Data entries
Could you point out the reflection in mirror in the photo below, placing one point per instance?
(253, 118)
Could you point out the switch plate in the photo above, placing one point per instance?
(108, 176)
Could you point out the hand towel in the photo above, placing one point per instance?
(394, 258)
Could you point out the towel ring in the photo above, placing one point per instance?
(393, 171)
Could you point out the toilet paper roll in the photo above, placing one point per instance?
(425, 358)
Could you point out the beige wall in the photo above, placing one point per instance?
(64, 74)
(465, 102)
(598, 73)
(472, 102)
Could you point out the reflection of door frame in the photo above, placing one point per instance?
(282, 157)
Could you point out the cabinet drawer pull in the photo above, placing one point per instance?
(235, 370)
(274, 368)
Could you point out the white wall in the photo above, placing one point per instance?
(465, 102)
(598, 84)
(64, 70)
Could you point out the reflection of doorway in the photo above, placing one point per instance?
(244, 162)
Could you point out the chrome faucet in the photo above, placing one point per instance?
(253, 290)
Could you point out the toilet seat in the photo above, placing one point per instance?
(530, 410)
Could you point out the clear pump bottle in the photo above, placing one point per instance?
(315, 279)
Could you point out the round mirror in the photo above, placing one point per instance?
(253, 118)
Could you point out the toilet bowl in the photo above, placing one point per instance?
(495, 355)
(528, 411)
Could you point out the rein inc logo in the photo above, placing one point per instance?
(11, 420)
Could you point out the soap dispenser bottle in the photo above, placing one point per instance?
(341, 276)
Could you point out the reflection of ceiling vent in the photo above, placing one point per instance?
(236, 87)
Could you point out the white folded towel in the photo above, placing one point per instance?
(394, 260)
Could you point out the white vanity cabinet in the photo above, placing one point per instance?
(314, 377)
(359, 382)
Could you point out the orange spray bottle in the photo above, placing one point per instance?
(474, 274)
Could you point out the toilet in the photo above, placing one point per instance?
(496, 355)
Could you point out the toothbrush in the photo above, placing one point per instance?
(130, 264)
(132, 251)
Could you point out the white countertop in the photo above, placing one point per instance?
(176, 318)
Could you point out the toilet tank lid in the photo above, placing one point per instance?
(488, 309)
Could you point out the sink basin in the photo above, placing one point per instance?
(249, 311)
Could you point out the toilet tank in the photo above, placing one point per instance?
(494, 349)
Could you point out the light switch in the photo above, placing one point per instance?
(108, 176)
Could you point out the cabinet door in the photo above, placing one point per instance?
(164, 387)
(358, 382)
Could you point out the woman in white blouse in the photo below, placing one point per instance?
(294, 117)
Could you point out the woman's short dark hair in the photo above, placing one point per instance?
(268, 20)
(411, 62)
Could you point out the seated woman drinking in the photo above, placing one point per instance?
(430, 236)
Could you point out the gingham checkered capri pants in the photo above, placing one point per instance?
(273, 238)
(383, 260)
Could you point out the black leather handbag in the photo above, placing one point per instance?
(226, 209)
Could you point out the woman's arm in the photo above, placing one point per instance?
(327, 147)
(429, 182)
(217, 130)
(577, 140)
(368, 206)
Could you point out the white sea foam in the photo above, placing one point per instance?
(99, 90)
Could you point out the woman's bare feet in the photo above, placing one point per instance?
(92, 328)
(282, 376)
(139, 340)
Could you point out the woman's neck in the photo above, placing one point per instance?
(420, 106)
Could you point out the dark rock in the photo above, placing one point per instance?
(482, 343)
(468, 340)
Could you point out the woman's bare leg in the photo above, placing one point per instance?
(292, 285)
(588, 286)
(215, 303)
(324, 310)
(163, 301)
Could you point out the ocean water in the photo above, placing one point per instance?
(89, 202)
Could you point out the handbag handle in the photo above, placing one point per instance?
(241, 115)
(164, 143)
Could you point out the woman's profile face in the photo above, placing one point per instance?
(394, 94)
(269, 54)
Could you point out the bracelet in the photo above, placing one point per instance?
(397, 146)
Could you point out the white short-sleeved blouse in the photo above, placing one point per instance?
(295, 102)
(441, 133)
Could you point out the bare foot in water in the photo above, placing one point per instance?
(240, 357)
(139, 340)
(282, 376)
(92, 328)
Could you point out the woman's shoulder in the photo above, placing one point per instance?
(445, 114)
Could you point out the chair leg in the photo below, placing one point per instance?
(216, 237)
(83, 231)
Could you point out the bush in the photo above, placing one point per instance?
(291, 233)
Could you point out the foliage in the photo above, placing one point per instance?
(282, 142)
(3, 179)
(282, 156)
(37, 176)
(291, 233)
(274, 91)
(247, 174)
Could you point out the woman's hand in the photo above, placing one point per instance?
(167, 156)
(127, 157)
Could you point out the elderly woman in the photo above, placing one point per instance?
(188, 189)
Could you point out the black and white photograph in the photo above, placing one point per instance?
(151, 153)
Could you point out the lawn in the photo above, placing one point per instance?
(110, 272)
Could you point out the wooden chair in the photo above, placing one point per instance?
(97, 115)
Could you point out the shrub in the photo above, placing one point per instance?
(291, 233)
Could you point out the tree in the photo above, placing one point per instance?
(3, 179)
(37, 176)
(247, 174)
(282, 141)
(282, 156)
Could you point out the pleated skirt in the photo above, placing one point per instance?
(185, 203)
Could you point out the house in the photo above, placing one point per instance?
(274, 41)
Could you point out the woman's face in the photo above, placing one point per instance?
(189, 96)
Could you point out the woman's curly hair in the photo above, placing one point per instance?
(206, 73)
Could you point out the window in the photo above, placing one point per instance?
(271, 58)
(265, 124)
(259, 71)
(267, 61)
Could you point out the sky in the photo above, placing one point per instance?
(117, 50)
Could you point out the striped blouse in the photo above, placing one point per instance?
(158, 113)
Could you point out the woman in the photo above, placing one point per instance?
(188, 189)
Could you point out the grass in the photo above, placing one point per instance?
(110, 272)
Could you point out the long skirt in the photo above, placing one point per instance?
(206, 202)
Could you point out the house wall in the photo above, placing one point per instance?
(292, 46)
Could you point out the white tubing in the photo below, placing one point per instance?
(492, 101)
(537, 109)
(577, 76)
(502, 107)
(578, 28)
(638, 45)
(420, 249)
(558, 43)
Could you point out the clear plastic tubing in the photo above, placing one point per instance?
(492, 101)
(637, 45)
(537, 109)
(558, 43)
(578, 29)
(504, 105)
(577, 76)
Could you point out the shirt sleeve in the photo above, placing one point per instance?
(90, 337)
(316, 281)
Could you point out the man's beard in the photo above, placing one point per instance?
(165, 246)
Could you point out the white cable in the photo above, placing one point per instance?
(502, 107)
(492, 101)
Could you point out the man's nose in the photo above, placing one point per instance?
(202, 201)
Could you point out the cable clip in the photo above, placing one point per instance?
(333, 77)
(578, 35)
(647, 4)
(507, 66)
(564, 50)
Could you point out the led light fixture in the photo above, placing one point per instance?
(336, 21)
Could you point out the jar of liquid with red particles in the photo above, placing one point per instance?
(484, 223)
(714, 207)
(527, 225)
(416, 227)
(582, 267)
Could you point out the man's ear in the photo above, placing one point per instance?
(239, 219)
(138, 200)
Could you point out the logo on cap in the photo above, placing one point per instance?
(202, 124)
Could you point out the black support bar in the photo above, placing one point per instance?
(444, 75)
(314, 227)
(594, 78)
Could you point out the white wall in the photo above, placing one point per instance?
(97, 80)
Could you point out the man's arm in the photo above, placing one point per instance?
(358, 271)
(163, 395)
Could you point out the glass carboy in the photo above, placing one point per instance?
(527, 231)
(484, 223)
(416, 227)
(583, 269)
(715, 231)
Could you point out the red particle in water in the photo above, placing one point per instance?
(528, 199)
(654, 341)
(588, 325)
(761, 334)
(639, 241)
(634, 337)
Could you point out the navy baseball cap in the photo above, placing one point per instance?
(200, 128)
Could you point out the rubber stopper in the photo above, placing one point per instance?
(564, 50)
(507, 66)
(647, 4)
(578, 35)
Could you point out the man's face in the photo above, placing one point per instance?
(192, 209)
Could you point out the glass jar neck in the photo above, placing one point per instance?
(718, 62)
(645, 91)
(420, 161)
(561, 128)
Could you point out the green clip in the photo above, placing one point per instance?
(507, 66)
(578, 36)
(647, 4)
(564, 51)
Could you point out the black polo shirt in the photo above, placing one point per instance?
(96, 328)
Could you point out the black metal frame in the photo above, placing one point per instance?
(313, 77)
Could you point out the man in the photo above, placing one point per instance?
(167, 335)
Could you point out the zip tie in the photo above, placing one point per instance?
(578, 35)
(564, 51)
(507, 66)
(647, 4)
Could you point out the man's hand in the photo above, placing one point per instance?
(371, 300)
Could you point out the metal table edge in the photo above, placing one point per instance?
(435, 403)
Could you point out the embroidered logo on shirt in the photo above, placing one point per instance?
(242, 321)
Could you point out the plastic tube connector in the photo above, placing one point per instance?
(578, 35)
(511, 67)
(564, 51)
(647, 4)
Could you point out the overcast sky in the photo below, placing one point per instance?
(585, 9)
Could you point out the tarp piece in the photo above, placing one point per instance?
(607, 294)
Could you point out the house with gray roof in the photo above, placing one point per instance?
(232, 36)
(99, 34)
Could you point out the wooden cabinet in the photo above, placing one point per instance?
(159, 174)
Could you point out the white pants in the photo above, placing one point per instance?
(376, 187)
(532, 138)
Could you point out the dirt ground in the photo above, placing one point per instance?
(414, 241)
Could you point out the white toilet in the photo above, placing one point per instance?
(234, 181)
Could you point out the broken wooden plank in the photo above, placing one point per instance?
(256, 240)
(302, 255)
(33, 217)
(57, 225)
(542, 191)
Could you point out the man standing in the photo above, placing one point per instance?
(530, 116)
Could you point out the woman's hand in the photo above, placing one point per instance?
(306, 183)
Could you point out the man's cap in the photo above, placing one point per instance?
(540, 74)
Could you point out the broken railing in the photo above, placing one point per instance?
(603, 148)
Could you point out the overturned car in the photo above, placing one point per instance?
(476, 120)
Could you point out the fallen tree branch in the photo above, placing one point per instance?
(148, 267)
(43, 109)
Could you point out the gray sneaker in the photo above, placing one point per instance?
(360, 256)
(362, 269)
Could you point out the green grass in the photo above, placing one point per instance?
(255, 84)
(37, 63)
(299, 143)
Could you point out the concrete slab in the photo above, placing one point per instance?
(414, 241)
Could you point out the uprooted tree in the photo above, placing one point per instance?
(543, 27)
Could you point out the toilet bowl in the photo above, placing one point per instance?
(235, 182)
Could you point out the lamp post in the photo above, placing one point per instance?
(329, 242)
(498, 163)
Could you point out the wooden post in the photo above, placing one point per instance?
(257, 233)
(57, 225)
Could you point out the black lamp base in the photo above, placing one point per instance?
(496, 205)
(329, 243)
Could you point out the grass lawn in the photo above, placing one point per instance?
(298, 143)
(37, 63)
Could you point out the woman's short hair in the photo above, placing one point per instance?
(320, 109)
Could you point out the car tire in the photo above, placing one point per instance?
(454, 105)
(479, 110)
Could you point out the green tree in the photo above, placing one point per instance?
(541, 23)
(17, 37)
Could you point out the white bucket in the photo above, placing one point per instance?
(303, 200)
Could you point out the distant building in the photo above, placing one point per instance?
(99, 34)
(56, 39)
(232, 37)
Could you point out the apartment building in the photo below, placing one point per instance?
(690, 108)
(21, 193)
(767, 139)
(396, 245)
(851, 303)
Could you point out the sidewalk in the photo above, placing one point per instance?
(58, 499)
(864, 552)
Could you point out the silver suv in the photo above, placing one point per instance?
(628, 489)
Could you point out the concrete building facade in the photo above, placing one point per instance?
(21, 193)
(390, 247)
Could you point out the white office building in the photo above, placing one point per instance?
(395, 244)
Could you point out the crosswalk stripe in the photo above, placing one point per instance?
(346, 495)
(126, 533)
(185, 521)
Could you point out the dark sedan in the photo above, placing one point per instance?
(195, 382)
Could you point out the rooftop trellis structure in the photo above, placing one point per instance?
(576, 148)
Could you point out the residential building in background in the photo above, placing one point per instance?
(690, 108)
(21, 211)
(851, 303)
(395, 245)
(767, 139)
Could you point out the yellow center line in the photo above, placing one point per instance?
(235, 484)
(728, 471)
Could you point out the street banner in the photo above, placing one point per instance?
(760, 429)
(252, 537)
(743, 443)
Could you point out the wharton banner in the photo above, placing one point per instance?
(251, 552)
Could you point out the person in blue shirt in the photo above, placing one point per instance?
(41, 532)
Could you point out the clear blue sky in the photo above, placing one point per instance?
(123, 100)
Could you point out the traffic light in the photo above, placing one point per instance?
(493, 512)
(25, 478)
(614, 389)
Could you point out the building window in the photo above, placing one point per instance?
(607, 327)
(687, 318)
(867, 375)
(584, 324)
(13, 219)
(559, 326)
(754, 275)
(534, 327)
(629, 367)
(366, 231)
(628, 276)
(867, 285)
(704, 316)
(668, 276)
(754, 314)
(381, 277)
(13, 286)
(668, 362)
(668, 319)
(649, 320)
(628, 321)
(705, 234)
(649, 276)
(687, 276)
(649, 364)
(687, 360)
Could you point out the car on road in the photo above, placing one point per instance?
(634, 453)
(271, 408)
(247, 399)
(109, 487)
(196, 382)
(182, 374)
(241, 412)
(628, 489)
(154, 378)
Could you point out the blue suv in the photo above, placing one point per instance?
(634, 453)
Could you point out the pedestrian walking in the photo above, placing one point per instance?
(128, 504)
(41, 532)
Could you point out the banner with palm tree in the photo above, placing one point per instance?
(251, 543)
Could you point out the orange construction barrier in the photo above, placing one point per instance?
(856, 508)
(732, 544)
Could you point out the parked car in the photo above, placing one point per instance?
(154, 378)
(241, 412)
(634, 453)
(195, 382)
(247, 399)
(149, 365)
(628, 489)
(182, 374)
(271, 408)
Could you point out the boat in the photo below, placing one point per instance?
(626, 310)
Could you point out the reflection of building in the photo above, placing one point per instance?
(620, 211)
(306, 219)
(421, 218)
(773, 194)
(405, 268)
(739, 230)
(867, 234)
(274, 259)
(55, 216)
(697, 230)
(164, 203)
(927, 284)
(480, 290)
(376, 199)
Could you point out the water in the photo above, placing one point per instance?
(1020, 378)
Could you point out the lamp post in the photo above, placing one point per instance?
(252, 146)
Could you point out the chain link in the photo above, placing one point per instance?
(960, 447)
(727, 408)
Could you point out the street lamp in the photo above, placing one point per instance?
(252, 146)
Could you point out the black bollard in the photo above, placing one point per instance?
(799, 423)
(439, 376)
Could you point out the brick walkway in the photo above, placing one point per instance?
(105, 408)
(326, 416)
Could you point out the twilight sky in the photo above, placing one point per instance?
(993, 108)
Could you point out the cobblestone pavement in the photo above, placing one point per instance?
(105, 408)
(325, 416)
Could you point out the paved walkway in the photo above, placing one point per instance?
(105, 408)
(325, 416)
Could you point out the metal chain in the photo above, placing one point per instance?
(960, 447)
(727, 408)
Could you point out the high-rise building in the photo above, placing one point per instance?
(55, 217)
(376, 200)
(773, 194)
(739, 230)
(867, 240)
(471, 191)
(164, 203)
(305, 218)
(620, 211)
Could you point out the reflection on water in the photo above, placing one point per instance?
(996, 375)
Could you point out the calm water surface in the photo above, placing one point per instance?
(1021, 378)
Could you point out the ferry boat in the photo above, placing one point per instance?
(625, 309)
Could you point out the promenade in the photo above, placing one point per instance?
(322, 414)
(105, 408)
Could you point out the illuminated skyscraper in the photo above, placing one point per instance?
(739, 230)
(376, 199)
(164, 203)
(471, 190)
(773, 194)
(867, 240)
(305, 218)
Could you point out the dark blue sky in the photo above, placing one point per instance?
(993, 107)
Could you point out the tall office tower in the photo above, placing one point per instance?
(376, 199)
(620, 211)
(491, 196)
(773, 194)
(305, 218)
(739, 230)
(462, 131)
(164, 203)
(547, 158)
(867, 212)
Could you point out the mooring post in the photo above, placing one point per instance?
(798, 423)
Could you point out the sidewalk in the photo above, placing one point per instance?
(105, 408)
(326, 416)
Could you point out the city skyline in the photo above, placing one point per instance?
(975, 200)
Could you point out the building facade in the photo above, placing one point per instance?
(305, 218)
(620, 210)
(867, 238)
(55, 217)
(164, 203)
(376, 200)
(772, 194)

> _The problem_
All lines from the line containing "Could you point out the calm" through the last line of the data are to be repeated exactly; no other line belongs in the answer.

> _Exercise response_
Could you point out the calm water surface in the photo above, placing one point per instance?
(1021, 378)
Could you point out the ferry boat in the photo above, placing one point per instance?
(625, 309)
Could you point out the promenade in the photo above, placing one point per instance?
(322, 414)
(105, 408)
Could you point out the illuminated skyscraper in the photo above, placing one point per instance?
(739, 230)
(376, 199)
(164, 203)
(471, 190)
(773, 194)
(867, 240)
(305, 218)
Could you point out the dark blue sky in the photo above, placing one point per instance?
(993, 107)
Could you point out the tall office tower in the photo above, placing one point per instance?
(376, 199)
(620, 211)
(491, 196)
(773, 194)
(305, 218)
(739, 230)
(462, 131)
(164, 203)
(547, 158)
(867, 212)
Could you point out the mooring post in the photo above, placing one point per instance?
(798, 423)
Could you point out the sidewalk in the photo above, placing one point per instance?
(105, 408)
(326, 416)
Could you point out the city skyline in the photo above, placing one point per instance?
(975, 200)
Could you point out the building facade in the photo above, placing one point per instance?
(305, 218)
(620, 210)
(867, 238)
(55, 217)
(164, 203)
(376, 200)
(772, 194)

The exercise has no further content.